Copy each line of the data below in which the word "street" can be found.
──────────
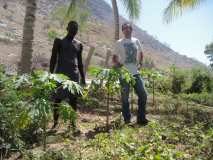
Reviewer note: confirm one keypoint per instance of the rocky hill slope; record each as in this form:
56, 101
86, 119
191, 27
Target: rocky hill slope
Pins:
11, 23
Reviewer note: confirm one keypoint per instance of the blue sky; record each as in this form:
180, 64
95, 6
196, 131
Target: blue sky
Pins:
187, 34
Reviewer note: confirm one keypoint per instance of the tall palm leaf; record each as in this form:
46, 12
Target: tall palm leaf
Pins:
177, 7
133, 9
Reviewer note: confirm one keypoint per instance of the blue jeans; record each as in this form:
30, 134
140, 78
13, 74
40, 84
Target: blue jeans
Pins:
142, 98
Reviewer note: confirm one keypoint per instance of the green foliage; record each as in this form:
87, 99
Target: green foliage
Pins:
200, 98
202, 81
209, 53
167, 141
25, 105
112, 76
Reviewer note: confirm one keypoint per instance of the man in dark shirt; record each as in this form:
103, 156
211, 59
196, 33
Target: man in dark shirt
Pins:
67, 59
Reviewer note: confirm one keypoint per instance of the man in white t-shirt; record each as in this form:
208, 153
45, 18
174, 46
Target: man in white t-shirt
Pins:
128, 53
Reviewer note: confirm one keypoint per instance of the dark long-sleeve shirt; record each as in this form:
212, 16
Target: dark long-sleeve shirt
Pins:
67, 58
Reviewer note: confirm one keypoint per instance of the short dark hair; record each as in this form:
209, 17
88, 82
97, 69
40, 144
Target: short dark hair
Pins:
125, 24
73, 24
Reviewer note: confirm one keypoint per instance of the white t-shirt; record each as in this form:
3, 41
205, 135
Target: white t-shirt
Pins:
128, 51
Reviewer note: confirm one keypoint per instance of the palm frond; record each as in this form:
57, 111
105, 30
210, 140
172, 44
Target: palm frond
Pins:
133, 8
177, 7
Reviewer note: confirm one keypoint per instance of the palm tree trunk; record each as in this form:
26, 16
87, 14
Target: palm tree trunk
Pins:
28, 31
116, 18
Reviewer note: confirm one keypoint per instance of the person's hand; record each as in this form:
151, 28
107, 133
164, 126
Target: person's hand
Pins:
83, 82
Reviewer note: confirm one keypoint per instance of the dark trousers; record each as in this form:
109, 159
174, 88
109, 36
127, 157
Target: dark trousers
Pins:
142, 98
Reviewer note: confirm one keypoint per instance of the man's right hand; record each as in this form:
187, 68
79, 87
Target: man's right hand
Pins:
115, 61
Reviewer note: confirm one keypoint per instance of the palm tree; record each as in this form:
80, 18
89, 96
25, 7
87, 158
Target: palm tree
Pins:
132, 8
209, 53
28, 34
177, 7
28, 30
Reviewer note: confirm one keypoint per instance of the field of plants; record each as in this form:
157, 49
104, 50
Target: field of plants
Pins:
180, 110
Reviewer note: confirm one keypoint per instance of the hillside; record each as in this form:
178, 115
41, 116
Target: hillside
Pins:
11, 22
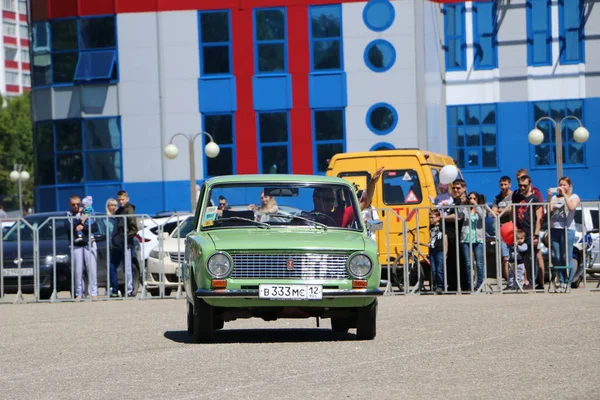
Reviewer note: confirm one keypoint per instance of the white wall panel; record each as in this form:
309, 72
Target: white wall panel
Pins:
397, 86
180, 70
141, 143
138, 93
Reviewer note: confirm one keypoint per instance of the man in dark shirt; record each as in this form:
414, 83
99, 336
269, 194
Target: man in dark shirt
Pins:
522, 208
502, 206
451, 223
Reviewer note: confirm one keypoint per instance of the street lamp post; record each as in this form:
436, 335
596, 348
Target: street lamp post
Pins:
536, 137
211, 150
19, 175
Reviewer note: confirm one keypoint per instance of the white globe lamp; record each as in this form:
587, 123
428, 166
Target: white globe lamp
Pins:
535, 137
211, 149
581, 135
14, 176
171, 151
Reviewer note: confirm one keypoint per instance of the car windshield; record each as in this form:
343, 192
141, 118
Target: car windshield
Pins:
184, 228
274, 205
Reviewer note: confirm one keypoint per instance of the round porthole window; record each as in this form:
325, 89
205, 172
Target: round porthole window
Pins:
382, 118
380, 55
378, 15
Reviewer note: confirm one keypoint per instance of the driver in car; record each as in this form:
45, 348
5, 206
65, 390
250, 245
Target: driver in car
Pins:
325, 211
──────────
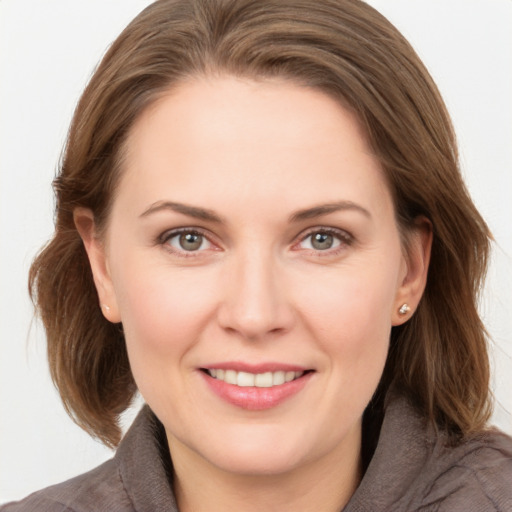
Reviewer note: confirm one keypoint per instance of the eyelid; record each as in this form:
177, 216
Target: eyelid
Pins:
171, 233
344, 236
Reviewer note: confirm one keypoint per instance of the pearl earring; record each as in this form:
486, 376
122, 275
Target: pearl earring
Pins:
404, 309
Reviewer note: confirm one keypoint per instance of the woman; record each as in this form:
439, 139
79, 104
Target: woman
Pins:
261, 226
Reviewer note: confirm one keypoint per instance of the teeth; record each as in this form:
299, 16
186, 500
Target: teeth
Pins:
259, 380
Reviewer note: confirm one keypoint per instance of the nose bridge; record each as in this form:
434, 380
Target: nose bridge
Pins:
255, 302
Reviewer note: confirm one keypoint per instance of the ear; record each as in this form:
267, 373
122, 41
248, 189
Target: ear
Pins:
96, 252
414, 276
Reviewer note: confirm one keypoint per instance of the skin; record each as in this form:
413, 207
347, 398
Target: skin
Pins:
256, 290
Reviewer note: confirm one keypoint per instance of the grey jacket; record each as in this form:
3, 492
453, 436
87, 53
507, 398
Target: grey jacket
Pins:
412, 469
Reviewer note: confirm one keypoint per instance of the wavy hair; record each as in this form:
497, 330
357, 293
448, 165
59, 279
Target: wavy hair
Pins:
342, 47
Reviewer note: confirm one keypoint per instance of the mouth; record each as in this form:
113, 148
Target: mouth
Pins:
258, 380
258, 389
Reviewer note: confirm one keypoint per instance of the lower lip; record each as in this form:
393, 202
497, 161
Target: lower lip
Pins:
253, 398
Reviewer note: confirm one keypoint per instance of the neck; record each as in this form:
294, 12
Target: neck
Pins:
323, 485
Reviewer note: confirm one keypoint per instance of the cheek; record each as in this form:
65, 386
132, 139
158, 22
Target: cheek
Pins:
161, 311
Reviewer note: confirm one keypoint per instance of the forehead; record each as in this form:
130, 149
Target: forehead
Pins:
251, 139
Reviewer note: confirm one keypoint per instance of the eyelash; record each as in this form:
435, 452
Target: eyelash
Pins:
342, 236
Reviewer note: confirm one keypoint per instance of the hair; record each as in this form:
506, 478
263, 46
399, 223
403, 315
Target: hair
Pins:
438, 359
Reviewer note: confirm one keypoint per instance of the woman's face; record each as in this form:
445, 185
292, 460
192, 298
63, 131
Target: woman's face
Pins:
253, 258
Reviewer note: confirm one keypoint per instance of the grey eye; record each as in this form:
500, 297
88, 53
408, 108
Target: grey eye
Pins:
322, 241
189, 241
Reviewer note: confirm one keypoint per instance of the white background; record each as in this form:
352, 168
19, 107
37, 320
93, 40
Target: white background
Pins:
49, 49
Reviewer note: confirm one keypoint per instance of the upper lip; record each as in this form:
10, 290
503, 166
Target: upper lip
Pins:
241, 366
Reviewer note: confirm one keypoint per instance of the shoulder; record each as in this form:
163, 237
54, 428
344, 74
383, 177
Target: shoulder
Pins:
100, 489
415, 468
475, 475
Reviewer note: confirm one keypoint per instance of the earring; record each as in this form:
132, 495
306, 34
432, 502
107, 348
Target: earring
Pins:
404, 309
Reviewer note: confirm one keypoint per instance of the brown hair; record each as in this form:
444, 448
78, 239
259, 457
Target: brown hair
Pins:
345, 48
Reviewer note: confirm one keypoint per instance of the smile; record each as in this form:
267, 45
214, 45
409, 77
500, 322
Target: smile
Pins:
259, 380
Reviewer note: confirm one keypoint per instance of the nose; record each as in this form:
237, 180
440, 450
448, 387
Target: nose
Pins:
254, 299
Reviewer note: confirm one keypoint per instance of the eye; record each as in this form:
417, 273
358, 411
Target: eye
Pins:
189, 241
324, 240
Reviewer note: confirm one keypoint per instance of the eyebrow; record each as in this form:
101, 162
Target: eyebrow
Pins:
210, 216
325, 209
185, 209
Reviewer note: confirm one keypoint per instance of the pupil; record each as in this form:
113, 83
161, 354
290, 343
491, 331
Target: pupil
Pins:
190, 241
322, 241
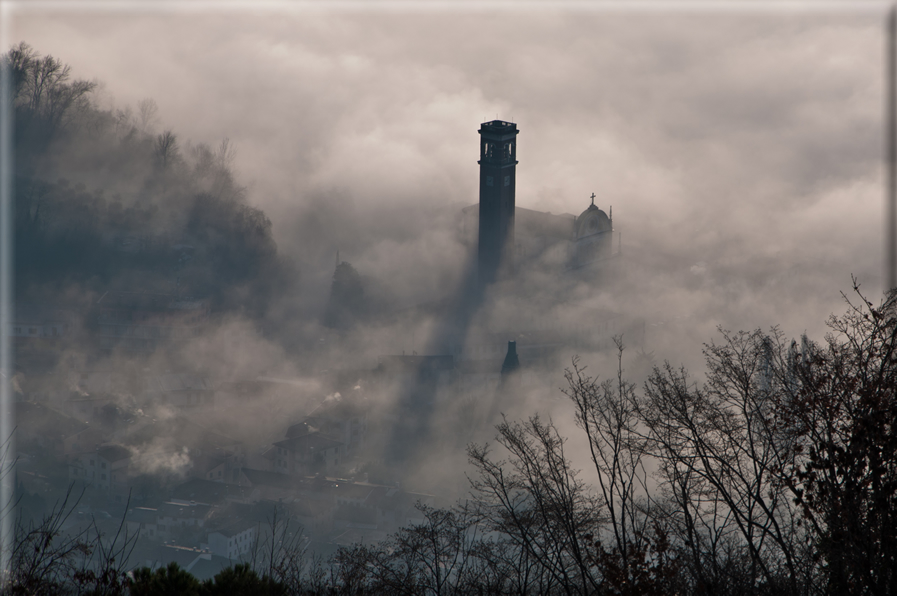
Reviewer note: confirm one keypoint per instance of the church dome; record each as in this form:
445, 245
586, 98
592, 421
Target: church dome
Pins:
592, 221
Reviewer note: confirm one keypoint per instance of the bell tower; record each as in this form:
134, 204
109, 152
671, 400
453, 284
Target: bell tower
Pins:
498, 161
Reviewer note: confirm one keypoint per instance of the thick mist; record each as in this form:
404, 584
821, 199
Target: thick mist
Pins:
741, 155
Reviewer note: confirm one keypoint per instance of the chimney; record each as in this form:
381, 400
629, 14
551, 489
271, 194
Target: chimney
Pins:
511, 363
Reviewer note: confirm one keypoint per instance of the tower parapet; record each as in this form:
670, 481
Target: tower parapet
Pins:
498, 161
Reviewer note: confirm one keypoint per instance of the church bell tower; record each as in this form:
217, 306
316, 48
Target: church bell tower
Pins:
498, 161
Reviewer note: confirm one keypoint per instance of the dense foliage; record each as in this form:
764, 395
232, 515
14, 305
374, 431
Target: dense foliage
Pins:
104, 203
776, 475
──────────
* [Written response]:
Reviewer note: confirm one keypoint per instance of the street lamp post; record each as in this form:
Target: street lamp post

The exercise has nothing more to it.